ENUNCIADO A: No texto sobre crimes contra a honra, reescreva o trecho de "Aras reagiu e" até "contra funcionário público.", substituindo "queixa-crime" por "ação penal".

+++ TEXTO PARA LEITURA

Teria o professor agido dentro dos limites da livre manifestação do pensamento assegurada a qualquer cidadão ou, em seu caso, sendo um acadêmico, estaria amparado pela liberdade intelectual? Mais ainda, sendo também "colunista” do prestigiado jornal "Folha de São Paulo”, haveria ainda mais uma amplitude desse direito, porque proibida a censura, permitindo-lhe escrever o que culminou por escrever, no dia 26 de janeiro, em sua coluna jornalística com o título que deu: "Aras é a antessala de Bolsonaro no Tribunal Penal Internacional”?

Aras reagiu e ofereceu queixa-crime contra o Mendes, acusando-o de praticar os crimes de calúnia, injúria e difamação, previstos nos artigos 138, 139 e 140 do Código Penal, agravados porque dirigidos contra funcionário público.

Nesse processo que tramita perante a Justiça Federal, Aras não ocupa a posição de Procurador-Geral da República, mas como qualquer cidadão, a de uma vítima de ofensa à sua honra íntima e reputação social, que poderia ter sido praticada por um artista dentro de sua obra literária, um intelectual dentro de um texto de opinião, um jornalista numa matéria da imprensa ou, até mesmo, um outro cidadão comum, em sua "livre manifestação do pensamento” nas abertas redes sociais.

Juridicamente, caluniar é imputar a alguém fato definido como crime (é preciso ter acusado falsamente alguém da prática de um ato que seja crime, caso contrário a ofensa não será calúnia, mas difamação ou injúria); difamar é ofender sua reputação social (daí porque é preciso que a ofensa chegue ao conhecimento de terceiros, caso contrário essa ofensa será injúria); injuriar, por sua vez, já é algo mais íntimo: é ofender a dignidade própria ou o decoro de uma pessoa (pode acontecer num mero diálogo privado, verbal ou digital, entre duas pessoas).

O mais grave desses crimes – a calúnia – é punida com pena de até 2 anos de detenção; todavia, quando dirigida a funcionário público e em razão de suas funções, essa pena sobre um aumento de um terço, passando a um máximo de 2 anos e quatro meses, o que afasta do conceito legal de infração de menor potencial ofensivo, mas ainda permite que o réu seja beneficiado com a suspensão condicional do processo, com o acordo de não persecução penal, com o sursis e, até mesmo, com a imposição de tão somente penas alternativas diversas da prisão.

++++++
+++ ENTRADAS FORNECIDAS

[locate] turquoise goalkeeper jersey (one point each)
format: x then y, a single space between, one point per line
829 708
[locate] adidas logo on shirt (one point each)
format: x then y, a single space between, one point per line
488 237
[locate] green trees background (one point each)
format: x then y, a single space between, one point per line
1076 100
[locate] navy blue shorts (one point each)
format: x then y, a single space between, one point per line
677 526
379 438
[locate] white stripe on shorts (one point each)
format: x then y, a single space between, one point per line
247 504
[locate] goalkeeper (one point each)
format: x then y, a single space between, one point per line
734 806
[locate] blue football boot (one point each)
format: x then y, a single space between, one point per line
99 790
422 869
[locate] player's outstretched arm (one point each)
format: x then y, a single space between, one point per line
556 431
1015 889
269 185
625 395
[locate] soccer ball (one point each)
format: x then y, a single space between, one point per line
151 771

++++++
+++ ENTRADAS FORNECIDAS

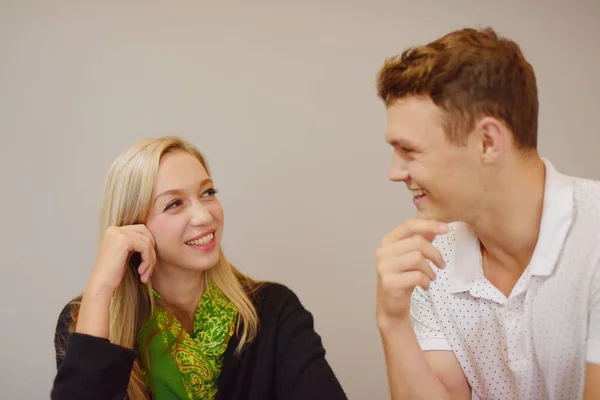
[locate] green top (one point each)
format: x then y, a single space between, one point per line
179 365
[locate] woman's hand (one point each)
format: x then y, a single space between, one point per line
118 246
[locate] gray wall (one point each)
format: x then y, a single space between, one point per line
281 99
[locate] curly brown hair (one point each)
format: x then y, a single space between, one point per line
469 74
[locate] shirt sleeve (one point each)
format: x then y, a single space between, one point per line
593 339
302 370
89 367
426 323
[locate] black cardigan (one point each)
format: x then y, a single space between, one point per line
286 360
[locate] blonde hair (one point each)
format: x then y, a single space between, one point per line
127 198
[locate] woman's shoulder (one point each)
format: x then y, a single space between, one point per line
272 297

++++++
+++ ENTRADAS FORNECIDAS

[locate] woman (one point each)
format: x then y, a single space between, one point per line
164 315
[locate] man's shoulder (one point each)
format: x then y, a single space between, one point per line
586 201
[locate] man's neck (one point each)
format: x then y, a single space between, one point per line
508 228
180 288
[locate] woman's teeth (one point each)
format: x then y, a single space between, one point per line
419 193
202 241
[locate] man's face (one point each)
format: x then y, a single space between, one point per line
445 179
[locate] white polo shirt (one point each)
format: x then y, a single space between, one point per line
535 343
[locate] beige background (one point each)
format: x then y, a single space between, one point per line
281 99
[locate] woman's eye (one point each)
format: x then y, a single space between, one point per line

++++++

ENUNCIADO B: Transcreva cada linha das entradas em que aparece a palavra "green", diferenciando maiúsculas de minúsculas.

RESPOSTA A:
Aras reagiu e ofereceu ação penal contra o Mendes, acusando-o de praticar os crimes de calúnia, injúria e difamação, previstos nos artigos 138, 139 e 140 do Código Penal, agravados porque dirigidos contra funcionário público.

RESPOSTA B:
[locate] green trees background (one point each)
[locate] green top (one point each)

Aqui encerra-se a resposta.